→ **Input data**:

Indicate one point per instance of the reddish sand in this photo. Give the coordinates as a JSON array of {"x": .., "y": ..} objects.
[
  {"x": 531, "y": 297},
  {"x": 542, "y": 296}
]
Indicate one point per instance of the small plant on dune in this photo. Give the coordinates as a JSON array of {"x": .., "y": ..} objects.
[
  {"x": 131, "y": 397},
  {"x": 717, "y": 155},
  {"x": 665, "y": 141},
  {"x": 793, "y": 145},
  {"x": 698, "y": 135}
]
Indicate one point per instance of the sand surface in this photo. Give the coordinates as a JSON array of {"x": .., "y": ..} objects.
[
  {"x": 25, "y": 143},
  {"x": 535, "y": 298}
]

→ **Exercise directions**:
Write out every line of the records exactly.

→ **Response to this task**:
Indicate one point per instance of the reddish sand in this photo. Give the coordinates as a JSON array of {"x": .., "y": ..} objects.
[
  {"x": 531, "y": 297},
  {"x": 542, "y": 296}
]
Indicate one point per instance of the small plant on dune in this photo. Give the coordinates as a JSON array of {"x": .., "y": ..} objects.
[
  {"x": 131, "y": 397},
  {"x": 717, "y": 155},
  {"x": 665, "y": 141},
  {"x": 793, "y": 145},
  {"x": 698, "y": 135}
]
Indicate one point per instance of the sand surface in this photo. Give the coordinates as a JSON array of {"x": .., "y": ..} objects.
[
  {"x": 25, "y": 143},
  {"x": 535, "y": 298}
]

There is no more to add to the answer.